Recast every line of the listing below as a numbered list, leaving out the blank lines.

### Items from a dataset
* * *
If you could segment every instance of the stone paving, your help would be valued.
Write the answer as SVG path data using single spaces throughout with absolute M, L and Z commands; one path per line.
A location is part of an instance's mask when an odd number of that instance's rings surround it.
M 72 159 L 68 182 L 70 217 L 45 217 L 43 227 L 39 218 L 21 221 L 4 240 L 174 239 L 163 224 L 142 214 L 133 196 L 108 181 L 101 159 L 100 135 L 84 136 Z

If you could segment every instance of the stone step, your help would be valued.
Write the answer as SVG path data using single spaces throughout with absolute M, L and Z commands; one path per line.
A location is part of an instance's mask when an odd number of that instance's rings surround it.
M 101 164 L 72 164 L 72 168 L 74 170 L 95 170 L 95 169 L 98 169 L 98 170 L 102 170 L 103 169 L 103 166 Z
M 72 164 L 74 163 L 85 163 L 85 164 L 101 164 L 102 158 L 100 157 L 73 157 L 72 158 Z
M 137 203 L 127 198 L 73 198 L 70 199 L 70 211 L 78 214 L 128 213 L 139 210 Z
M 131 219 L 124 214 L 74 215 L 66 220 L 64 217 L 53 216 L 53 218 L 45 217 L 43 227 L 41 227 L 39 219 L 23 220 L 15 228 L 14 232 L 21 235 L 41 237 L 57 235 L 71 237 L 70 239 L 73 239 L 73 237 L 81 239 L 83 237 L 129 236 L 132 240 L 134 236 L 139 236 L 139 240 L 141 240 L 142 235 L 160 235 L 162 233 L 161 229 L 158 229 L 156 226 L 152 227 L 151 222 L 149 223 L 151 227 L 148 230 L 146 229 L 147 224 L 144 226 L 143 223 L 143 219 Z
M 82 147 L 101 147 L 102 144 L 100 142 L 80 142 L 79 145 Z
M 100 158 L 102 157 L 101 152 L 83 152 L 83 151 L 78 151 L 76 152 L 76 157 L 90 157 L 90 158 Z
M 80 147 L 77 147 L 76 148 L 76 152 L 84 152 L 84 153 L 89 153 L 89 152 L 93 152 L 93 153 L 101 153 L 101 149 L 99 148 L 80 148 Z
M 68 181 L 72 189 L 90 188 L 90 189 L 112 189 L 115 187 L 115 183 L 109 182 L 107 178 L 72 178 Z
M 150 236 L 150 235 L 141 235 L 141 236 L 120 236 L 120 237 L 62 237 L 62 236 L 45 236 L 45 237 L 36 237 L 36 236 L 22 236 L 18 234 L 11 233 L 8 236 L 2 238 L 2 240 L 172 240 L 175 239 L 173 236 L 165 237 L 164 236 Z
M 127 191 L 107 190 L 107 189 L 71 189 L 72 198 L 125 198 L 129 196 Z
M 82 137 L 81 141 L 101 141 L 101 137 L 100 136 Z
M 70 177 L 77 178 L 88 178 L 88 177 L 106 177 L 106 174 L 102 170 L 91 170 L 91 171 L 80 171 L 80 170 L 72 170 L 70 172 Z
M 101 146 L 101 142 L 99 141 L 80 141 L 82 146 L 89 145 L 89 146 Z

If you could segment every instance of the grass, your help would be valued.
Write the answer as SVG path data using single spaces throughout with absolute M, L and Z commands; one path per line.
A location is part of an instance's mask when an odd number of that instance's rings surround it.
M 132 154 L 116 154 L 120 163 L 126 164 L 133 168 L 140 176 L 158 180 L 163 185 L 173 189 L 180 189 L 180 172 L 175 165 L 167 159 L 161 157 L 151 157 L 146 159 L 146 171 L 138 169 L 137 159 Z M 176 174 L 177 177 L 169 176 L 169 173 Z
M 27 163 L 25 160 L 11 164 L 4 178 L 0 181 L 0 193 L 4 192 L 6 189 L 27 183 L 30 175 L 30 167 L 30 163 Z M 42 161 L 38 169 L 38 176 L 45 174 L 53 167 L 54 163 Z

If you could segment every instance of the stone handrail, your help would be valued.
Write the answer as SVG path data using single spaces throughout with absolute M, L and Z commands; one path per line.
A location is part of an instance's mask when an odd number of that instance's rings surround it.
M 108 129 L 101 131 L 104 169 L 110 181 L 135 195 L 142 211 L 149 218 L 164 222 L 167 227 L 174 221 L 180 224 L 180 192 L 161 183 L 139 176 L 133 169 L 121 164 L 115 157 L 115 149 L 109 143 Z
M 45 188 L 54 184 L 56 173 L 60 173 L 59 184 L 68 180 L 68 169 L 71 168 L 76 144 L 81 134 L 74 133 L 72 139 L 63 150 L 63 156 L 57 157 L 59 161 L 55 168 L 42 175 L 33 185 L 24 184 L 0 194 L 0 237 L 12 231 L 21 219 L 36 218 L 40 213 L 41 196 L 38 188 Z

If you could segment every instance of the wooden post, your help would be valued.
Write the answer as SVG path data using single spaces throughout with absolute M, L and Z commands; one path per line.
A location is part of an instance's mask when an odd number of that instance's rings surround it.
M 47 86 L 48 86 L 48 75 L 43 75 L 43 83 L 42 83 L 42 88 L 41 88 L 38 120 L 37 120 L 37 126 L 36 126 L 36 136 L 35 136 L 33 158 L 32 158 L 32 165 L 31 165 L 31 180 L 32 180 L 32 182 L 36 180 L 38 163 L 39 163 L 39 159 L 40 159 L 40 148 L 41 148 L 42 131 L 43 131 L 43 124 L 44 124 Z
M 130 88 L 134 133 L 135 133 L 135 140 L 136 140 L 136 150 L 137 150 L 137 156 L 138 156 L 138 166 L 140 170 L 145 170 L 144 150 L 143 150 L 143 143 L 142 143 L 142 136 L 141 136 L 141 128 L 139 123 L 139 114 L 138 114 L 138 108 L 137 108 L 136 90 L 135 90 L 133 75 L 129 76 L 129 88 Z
* * *
### Expected output
1. If you could segment every instance of the stone paving, your help would be valued.
2. Write the answer as SVG path data using single spaces throughout with absolute M, L and Z commands; one path per line.
3. A location is part of an instance's mask when an odd number of that instance's rings surround it.
4. M 72 159 L 68 182 L 70 217 L 45 217 L 43 227 L 39 218 L 21 221 L 4 240 L 174 239 L 163 224 L 142 214 L 133 196 L 108 181 L 101 159 L 100 135 L 84 136 Z
5. If you could segment every instance of the stone step, your help would be valued.
6. Write the answer as SVG path data using single spaces throughout with absolute M, L and Z commands; one path per line.
7. A location is part of an instance's mask when an odd number of that instance's rings surround it.
8. M 101 164 L 72 164 L 72 168 L 74 170 L 95 170 L 95 169 L 98 169 L 98 170 L 102 170 L 103 169 L 103 166 Z
9. M 72 164 L 74 163 L 85 163 L 85 164 L 101 164 L 102 158 L 100 157 L 73 157 L 72 158 Z
10. M 137 203 L 127 198 L 73 198 L 70 199 L 70 211 L 78 214 L 128 213 L 139 210 Z
11. M 131 219 L 124 214 L 74 215 L 66 220 L 64 217 L 53 216 L 53 218 L 45 217 L 43 227 L 41 227 L 39 219 L 23 220 L 15 228 L 14 232 L 21 235 L 41 237 L 57 235 L 71 237 L 70 239 L 73 239 L 73 237 L 81 239 L 83 237 L 129 236 L 132 240 L 134 236 L 139 236 L 139 240 L 141 240 L 142 235 L 160 235 L 162 233 L 161 229 L 158 229 L 156 226 L 152 227 L 151 222 L 149 223 L 151 227 L 148 230 L 146 229 L 147 224 L 144 226 L 143 223 L 143 219 Z
12. M 82 147 L 101 147 L 102 144 L 100 142 L 80 142 L 79 145 Z
13. M 100 158 L 102 157 L 101 152 L 83 152 L 83 151 L 78 151 L 76 152 L 76 157 L 90 157 L 90 158 Z
14. M 80 147 L 77 147 L 76 148 L 76 152 L 84 152 L 84 153 L 89 153 L 89 152 L 93 152 L 93 153 L 101 153 L 101 149 L 99 148 L 80 148 Z
15. M 68 181 L 72 189 L 90 188 L 90 189 L 112 189 L 115 187 L 115 183 L 109 182 L 107 178 L 72 178 Z
16. M 150 236 L 150 235 L 141 235 L 141 236 L 120 236 L 120 237 L 62 237 L 62 236 L 45 236 L 45 237 L 36 237 L 36 236 L 22 236 L 18 234 L 11 233 L 8 236 L 2 238 L 2 240 L 172 240 L 175 239 L 173 236 L 165 237 L 164 236 Z
17. M 127 191 L 107 190 L 107 189 L 71 189 L 72 198 L 125 198 L 129 196 Z
18. M 82 137 L 81 141 L 101 141 L 101 137 L 100 136 Z
19. M 70 177 L 77 178 L 88 178 L 88 177 L 106 177 L 106 174 L 102 170 L 91 170 L 91 171 L 80 171 L 80 170 L 72 170 L 70 172 Z
20. M 101 146 L 101 142 L 99 141 L 80 141 L 82 146 L 89 145 L 89 146 Z
21. If you could segment every instance of the grass, your help would be valued.
22. Write the answer as SVG path data using single spaces throughout with absolute M, L and Z commands; one path per line.
23. A location is part of an instance's mask when an odd number of that instance's rings surround it.
24. M 132 154 L 116 154 L 120 163 L 126 164 L 133 168 L 140 176 L 158 180 L 163 185 L 173 189 L 180 189 L 180 172 L 175 165 L 167 159 L 161 157 L 151 157 L 146 159 L 146 171 L 138 169 L 137 159 Z M 176 174 L 177 177 L 169 176 L 169 173 Z
25. M 27 163 L 25 160 L 11 164 L 4 178 L 0 181 L 0 193 L 4 192 L 6 189 L 27 183 L 30 175 L 30 167 L 30 163 Z M 42 161 L 38 169 L 38 176 L 45 174 L 53 167 L 54 163 Z
26. If you could segment every instance of the stone handrail, your help would be valued.
27. Write the answer as SVG path data using single spaces throughout with absolute M, L and Z commands; one path per line.
28. A location is part of an instance's mask when an odd number of that instance's rings surround it.
29. M 108 129 L 101 131 L 104 169 L 110 181 L 135 195 L 142 211 L 149 218 L 164 222 L 167 227 L 174 221 L 180 224 L 180 192 L 161 183 L 139 176 L 133 169 L 121 164 L 115 157 L 115 149 L 109 143 Z
30. M 45 188 L 54 184 L 56 173 L 60 173 L 59 184 L 68 180 L 68 169 L 71 168 L 76 144 L 81 134 L 74 133 L 72 139 L 63 150 L 63 156 L 57 157 L 59 161 L 55 168 L 42 175 L 33 185 L 24 184 L 0 194 L 0 237 L 12 231 L 21 219 L 36 218 L 40 213 L 41 196 L 38 188 Z
31. If you could segment every instance of the wooden post, your help would be valued.
32. Write the answer as SVG path data using single spaces throughout with absolute M, L and Z commands; one path per line.
33. A location is part of an instance's mask when an odd number of that instance's rings surround it.
34. M 47 86 L 48 86 L 48 75 L 43 75 L 43 83 L 42 83 L 42 88 L 41 88 L 38 120 L 37 120 L 37 126 L 36 126 L 36 136 L 35 136 L 33 158 L 32 158 L 32 165 L 31 165 L 31 180 L 32 180 L 32 182 L 36 180 L 38 163 L 39 163 L 39 159 L 40 159 L 40 148 L 41 148 L 42 131 L 43 131 L 43 124 L 44 124 Z
35. M 130 88 L 134 133 L 135 133 L 135 140 L 136 140 L 136 150 L 137 150 L 137 156 L 138 156 L 138 166 L 140 170 L 145 170 L 144 150 L 143 150 L 143 143 L 142 143 L 142 136 L 141 136 L 141 128 L 139 123 L 139 114 L 138 114 L 138 108 L 137 108 L 136 90 L 135 90 L 133 75 L 129 76 L 129 88 Z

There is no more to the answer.